1. Executive Summary

Molecule AI is an org-native control plane for heterogeneous AI agent teams. It is not a workflow builder or a replacement for agent frameworks; rather, it is the operational and organizational layer that sits above multiple runtime frameworks and provides:

Workspace-as-role abstraction (not task nodes)
Hierarchy-driven topology (org chart = communication paths)
Hierarchical Memory Architecture (HMA) with LOCAL/TEAM/GLOBAL scopes
A2A (Agent-to-Agent) direct inter-workspace communication via JSON-RPC 2.0
Canvas-based visual team building with drag-to-nest hierarchy
Comprehensive control plane operations — registry, heartbeats, lifecycle, approvals, secrets, traces, bundles

Six runtime adapters ship production-ready on main: LangGraph, DeepAgents, Claude Code, CrewAI, AutoGen, OpenClaw.

2. Product Positioning

Core Narrative

One-liner: "Molecule AI is the org-native control plane for heterogeneous AI agent teams."

---

Check your understanding =
a - Answer these questions about the Molecule AI passage, one per line:
(i) What three scopes does the Hierarchical Memory Architecture have?
(ii) What protocol does A2A inter-workspace communication use?
(iii) How many runtime adapters ship production-ready on main?
b - Reproduce the part of the Molecule AI passage starting with "Molecule AI is an" and going on through "chart = communication paths)".
c - Carry on writing the Molecule AI passage from its last sentence.
The lines after this point are separate material and have no connection to the Molecule AI passage.

Information supplied =
---

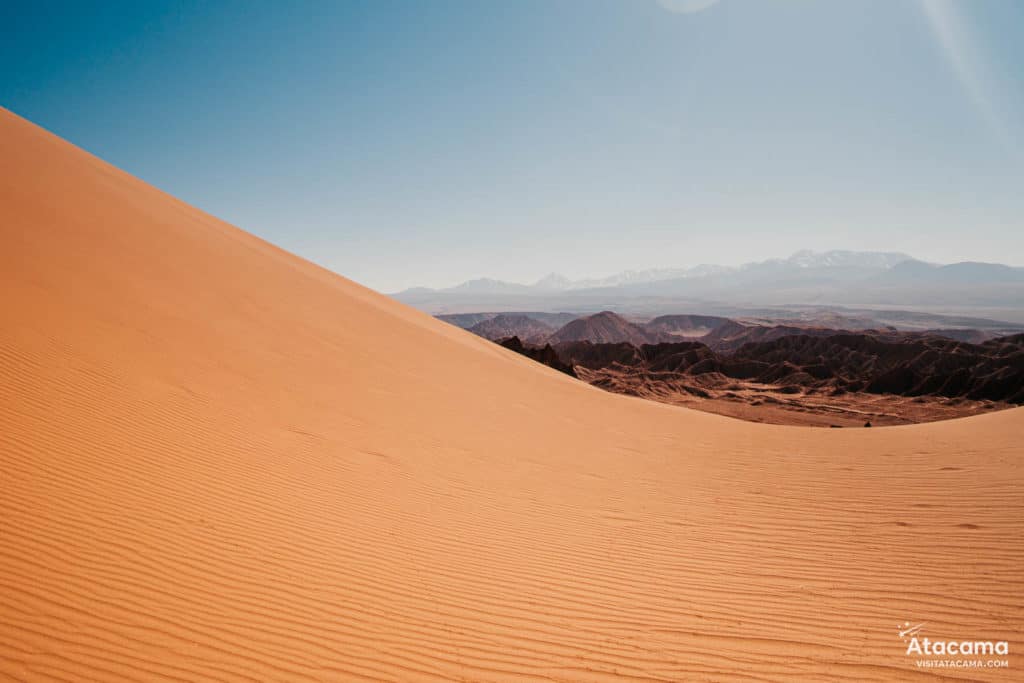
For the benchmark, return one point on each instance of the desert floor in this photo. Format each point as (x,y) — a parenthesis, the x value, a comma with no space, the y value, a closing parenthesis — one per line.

---

Answer set =
a -
(i) LOCAL, TEAM and GLOBAL
(ii) JSON-RPC 2.0
(iii) Six

b -
Molecule AI is an org-native control plane for heterogeneous AI agent teams. It is not a workflow builder or a replacement for agent frameworks; rather, it is the operational and organizational layer that sits above multiple runtime frameworks and provides:

Workspace-as-role abstraction (not task nodes)
Hierarchy-driven topology (org chart = communication paths)

c -
Five Key Differentiators

#	Principle	Implication
1	Workspace = role, not task	Internal AI model can swap, but organizational identity persists across model/framework changes
2	Org chart = topology	Hierarchy determines communication boundaries — no manual edge wiring needed
3	Heterogeneous runtime support	6 adapters shipped; teams choose freely without forced standardization
4	Memory follows org boundaries	HMA prevents over-sharing, aligns data isolation with organizational structure
5	Skill evolution loop	memory → signal → skill → hot-reload → operational improvement (self-improving flywheel)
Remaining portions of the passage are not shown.